● SELECTION

begin

Wednesday, February 1, 2012

tolkien and class politics

[inspired by a Michael Moorcock essay on the success of the nursery-rhyme motif in the fantasy genre, found here]

Orcs are the working class. The Tory vision of the working class, at any rate.

While hobbits and Men and Elves and Dwarves all come from storied ancestry and can recount the names of their forefathers and the grand halls (or grand burrows) from which they hailed, Orcs have no fathers. Orcs have few names, and of course the Black Tongue is nasty, brutish, full of short, sharp sounds.
Orcs toil; we never see the Free Peoples toiling, except for a bit of farming now and again.

Orcs build. Orcs make engines that spurt flame; Orcs raze whole forests and dig deep, disgusting pits where they breed! Orcs, ironically, are the only race of Middle Earth whose breeding habits are put (mostly) on display; they are the only race that is growing, that is rising, that is gaining in strength. All around them are declining princes and listless civilizations. The Orcs have plenty of room to expand, and their industrial masters are happy to oblige.

Now, on the one hand there are a great many literary devices wrapped up in Orcs that make them easy to dislike, especially in the films: they're smelly, slimy, cannibalistic, unpredictably violent, and vaguely simian. Tolkien, at once, rolls dark skin, primate features, and spontaneous generation (they apparently "grow" in pits and come forth fully muscled and fully grown) into an altogether unpleasing whole.

end

● EXERCISE REQUIREMENTS
(A) In the post on Tolkien and class politics, can you repeat word for word the passage that begins at "While hobbits and" and stops after "happy to oblige."?
(B) What essay inspired the post on Tolkien and class politics?

● SUPPLIED RECORDS
begin

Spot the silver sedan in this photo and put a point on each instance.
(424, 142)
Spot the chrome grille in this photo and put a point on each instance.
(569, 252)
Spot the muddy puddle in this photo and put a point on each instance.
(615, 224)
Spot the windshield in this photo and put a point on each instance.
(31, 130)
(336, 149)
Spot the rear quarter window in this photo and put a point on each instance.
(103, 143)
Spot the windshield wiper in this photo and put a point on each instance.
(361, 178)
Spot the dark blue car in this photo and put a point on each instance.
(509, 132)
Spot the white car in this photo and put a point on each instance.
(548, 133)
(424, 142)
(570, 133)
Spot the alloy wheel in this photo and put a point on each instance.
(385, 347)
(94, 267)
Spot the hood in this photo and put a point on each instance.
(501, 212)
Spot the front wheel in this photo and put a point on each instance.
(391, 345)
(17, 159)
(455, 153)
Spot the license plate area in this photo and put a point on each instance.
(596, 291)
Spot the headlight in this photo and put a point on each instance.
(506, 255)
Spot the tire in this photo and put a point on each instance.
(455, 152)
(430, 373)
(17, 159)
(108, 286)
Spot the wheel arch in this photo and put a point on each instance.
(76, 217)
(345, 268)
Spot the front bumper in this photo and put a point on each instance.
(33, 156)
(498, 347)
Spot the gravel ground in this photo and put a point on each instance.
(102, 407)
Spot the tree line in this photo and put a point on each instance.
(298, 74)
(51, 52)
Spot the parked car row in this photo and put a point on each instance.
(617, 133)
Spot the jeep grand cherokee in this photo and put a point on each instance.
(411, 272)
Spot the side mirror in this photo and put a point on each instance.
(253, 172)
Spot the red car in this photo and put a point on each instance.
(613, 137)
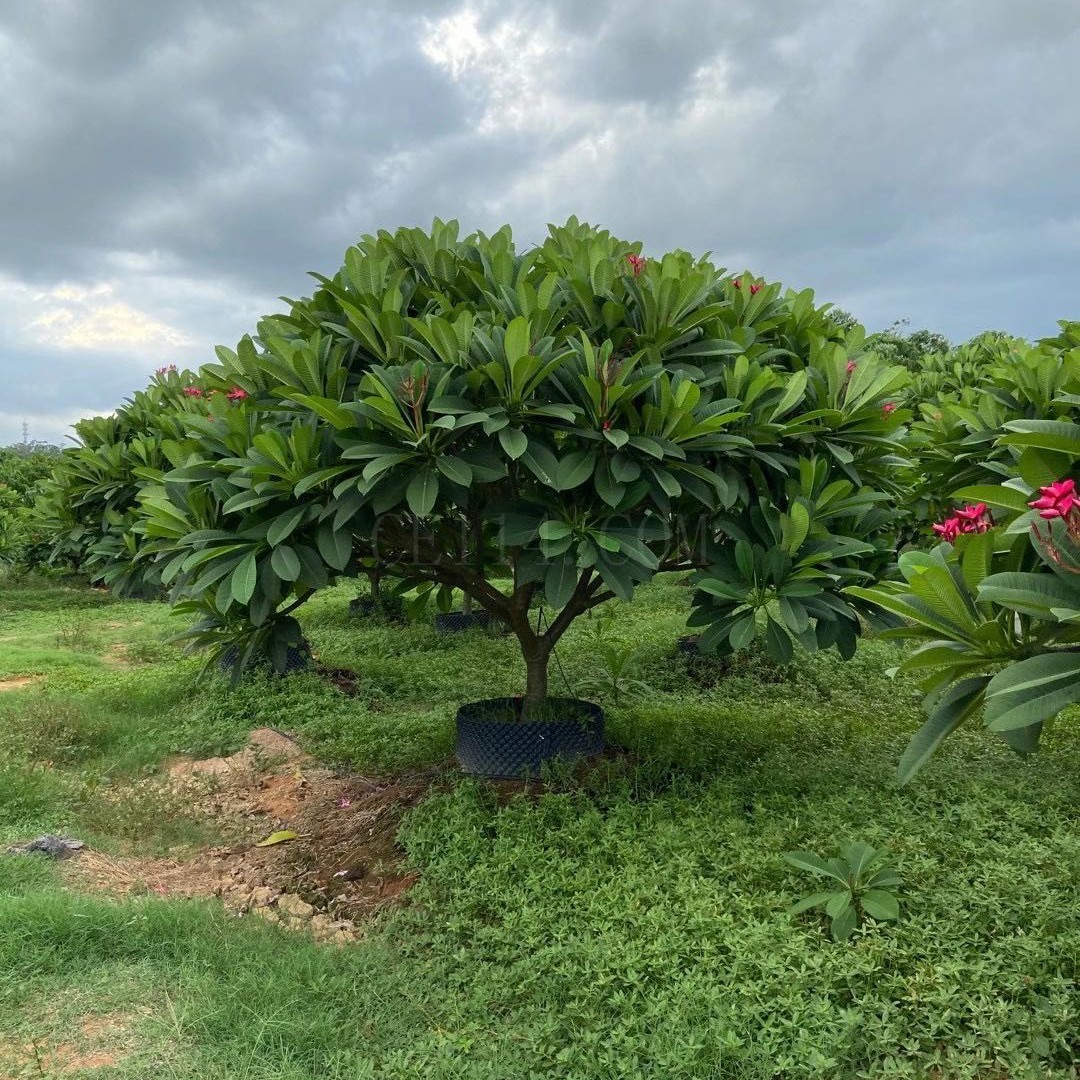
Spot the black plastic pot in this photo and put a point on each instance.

end

● COMPLETED EXERCISE
(A)
While hobbits and Men and Elves and Dwarves all come from storied ancestry and can recount the names of their forefathers and the grand halls (or grand burrows) from which they hailed, Orcs have no fathers. Orcs have few names, and of course the Black Tongue is nasty, brutish, full of short, sharp sounds.
Orcs toil; we never see the Free Peoples toiling, except for a bit of farming now and again.

Orcs build. Orcs make engines that spurt flame; Orcs raze whole forests and dig deep, disgusting pits where they breed! Orcs, ironically, are the only race of Middle Earth whose breeding habits are put (mostly) on display; they are the only race that is growing, that is rising, that is gaining in strength. All around them are declining princes and listless civilizations. The Orcs have plenty of room to expand, and their industrial masters are happy to oblige.

(B) A Michael Moorcock essay on the success of the nursery-rhyme motif in the fantasy genre.